(INSTRUCTIONS)
1. Answer these questions using the Jonatan Tollås biography.
(a) Which club did Tollås play for as a youth from 1995 to 2005?
(b) Against which team did he make his league debut?
(c) Which Serie A side scouted him?
2. Translate this sentence from the Jonatan Tollås biography into Spanish: "He made his league debut on 1 July 2008 appearing in a 3–1 home win against Strømsgodset IF."
3. Continue the Jonatan Tollås biography from its last sentence.

(SOURCE TEXT)
BEGIN
Jonatan Tollås

Personal information
- Full name: Jonatan Tollås Nation
- Date of birth: 1 July 1990 (age 35)
- Place of birth: Ålesund, Norway
- Height: 1.88 m (6 ft 2 in)
- Position: Central defender

Youth career
- 1995–2005: Blindheim
- 2005–2007: Aalesund

Senior career*
- Years: Team / Apps / (Gls)
- 2007–2014: Aalesund / 143 / (4)
- 2014–2022: Vålerenga / 174 / (11)

International career^{‡}
- 2007: Norway U-17 / 11 / (0)
- 2008: Norway U-18 / 8 / (0)
- 2007: Norway U-19 / 1 / (0)
- 2008–2013: Norway U-21 / 5 / (0)
- 2013–2014: Norway U-23 / 2 / (0)

= Jonatan Tollås =

Norwegian footballer (born 1990)

 Jonatan Tollås Nation (born 1 July 1990) is a former Norwegian professional footballer.

==Club career==
Tollås came to Aalesund in 2007 from local youth club Blindheim IL. He made his league debut on 1 July 2008 appearing in a 3–1 home win against Strømsgodset IF. He made regular appearances in the following matches, mainly due to center back Benjamin Kibebe being injured. Eventually Tollås would be a part of the a new up-and-coming generation of young players forming the backbone of the Aafk team. By the end of July 2008, ten out of eleven starting players were under the age of 22. His decent performance led to him being scouted along with teammate Peter Orry Larsen by the Serie-A side Udinese, however no deal was reached.
END
(DATASET EXCERPTS)
BEGIN
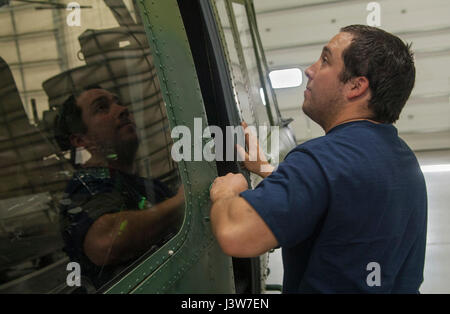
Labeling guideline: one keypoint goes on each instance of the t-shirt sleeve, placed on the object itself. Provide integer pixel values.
(293, 199)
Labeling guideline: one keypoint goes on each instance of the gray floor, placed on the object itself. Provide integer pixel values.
(437, 259)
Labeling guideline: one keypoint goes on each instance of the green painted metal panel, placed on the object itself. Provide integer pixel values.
(191, 262)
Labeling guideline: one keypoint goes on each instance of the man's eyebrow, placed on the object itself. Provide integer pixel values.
(325, 49)
(100, 98)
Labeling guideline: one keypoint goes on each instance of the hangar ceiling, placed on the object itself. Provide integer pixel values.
(293, 33)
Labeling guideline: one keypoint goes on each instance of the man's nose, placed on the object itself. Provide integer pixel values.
(123, 112)
(309, 72)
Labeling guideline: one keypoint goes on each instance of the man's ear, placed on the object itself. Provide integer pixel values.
(357, 87)
(78, 140)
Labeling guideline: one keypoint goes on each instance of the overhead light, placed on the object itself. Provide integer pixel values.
(435, 168)
(261, 93)
(286, 78)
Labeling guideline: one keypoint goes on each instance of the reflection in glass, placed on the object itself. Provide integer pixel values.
(86, 172)
(251, 63)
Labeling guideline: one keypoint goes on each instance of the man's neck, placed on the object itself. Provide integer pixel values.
(342, 121)
(129, 168)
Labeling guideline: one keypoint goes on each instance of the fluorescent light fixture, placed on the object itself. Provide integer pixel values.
(286, 78)
(435, 168)
(261, 93)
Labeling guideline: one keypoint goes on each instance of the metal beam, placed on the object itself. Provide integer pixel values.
(323, 4)
(402, 34)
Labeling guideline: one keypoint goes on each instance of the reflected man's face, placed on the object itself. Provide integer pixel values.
(110, 126)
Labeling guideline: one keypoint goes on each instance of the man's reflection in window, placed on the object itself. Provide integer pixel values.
(109, 215)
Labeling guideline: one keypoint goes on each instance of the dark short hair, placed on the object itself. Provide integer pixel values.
(387, 62)
(69, 120)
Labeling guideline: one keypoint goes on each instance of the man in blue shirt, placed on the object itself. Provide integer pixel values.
(349, 209)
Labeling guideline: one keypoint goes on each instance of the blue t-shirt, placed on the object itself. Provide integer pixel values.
(349, 210)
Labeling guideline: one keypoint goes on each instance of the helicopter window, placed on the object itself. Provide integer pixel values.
(239, 76)
(87, 183)
(251, 63)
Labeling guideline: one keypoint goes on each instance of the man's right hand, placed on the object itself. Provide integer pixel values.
(255, 160)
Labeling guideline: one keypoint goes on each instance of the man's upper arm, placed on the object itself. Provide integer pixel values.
(246, 234)
(292, 200)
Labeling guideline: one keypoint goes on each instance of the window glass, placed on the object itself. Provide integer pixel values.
(251, 64)
(238, 74)
(87, 183)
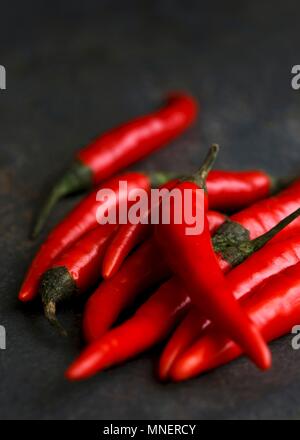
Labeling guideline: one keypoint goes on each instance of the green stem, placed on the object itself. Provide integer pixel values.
(57, 285)
(259, 242)
(77, 178)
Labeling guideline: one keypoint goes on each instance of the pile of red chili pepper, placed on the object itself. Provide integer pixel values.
(229, 289)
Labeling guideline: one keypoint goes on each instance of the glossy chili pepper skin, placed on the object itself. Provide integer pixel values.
(274, 307)
(142, 270)
(150, 323)
(265, 214)
(113, 295)
(131, 142)
(160, 313)
(227, 191)
(121, 147)
(75, 270)
(79, 221)
(269, 261)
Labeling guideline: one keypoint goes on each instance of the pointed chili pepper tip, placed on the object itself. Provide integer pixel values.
(24, 296)
(56, 285)
(77, 178)
(200, 176)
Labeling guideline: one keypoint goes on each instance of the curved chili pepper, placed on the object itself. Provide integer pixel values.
(243, 279)
(120, 147)
(265, 214)
(141, 271)
(274, 308)
(127, 237)
(152, 321)
(74, 271)
(150, 324)
(235, 190)
(227, 190)
(79, 221)
(192, 259)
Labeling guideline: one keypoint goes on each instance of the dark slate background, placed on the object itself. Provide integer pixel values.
(73, 70)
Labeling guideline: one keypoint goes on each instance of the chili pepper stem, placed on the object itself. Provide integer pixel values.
(56, 285)
(50, 314)
(77, 178)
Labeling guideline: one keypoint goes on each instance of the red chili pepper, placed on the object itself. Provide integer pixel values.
(274, 308)
(116, 293)
(265, 214)
(192, 259)
(79, 221)
(120, 147)
(74, 271)
(243, 279)
(141, 271)
(151, 322)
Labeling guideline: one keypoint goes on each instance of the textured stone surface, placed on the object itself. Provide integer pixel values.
(72, 72)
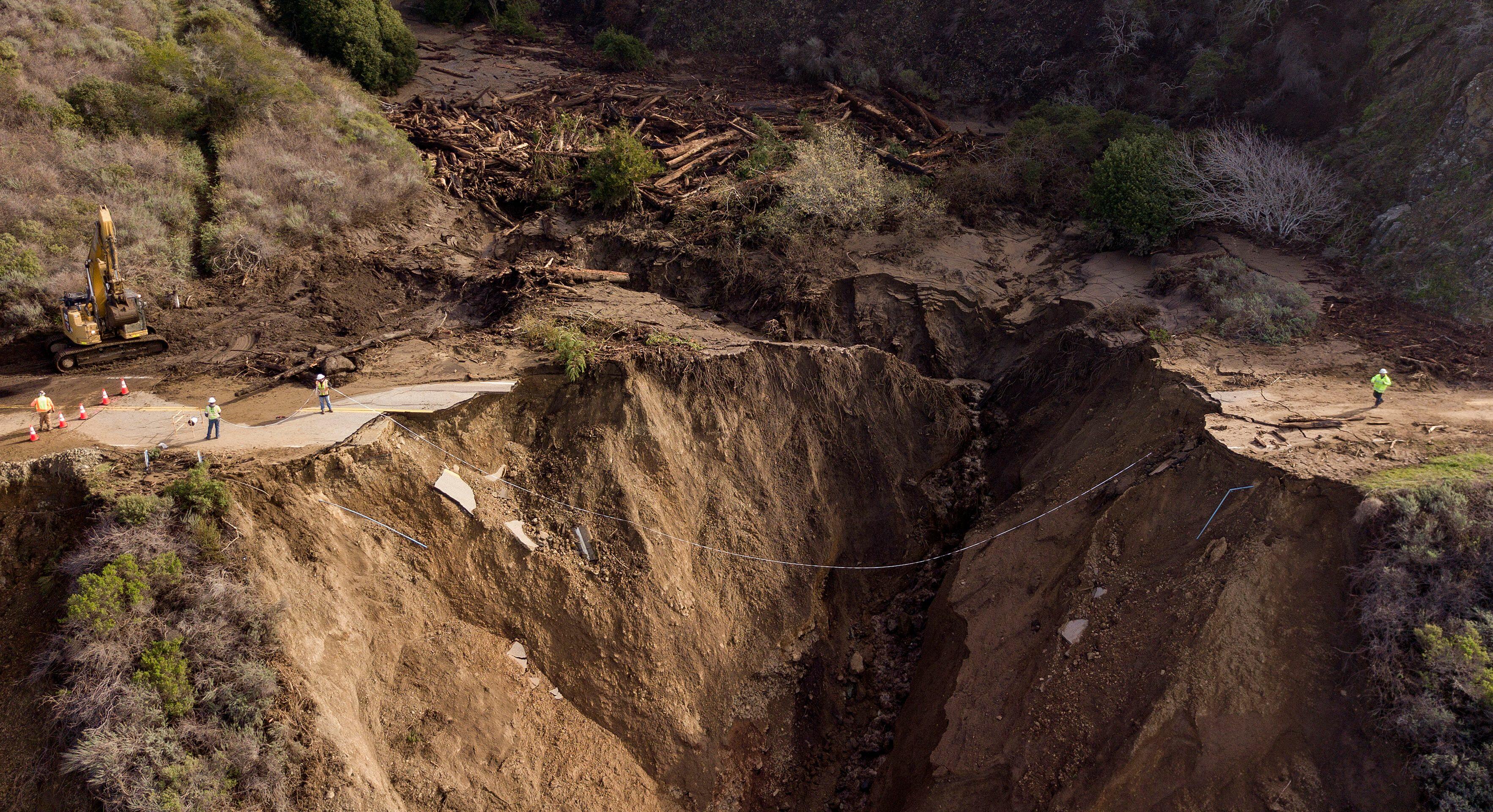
END
(EXPECTED OUTPUTS)
1.
(a) Blindheim
(b) Strømsgodset IF
(c) Udinese

2. Debutó en la liga el 1 de julio de 2008, en una victoria por 3–1 como local ante el Strømsgodset IF.

3.
Ahead of the 2009 season Aafk's new coach Kjetil Rekdal signaled that he envisioned Tollås would be made the first choice for center back, pairing up with Daniel Arnefjord. Both Rekdal and Arnefjord praised the youngster as a talent, and claimed he had even greater potential. Despite plenty of playing time, the season however turned out to be mixed for Tollås, an injury kept him on the sidelines for most of the summer, and he was jeered by frustrated home supporters during a home draw against Sandefjord Fotball. Despite this, he was selected to start the 2009 Norwegian Cup final which Aafk brought home for the first time.

The following season looked more promising for the young defender. Tollås himself hoped to be selected as first choice for the starting eleven for the entire season, as he admitted that the previous season had been "disappointing" for his part. Coach Rekdal stated that Tollås needed to be more "daring" and "concentrated" for him to succeed. After subjecting himself to a regime of strenuous physical exercise, Tollås delivered a stable performance in the season where Aafk finished at a record 4th place in the league.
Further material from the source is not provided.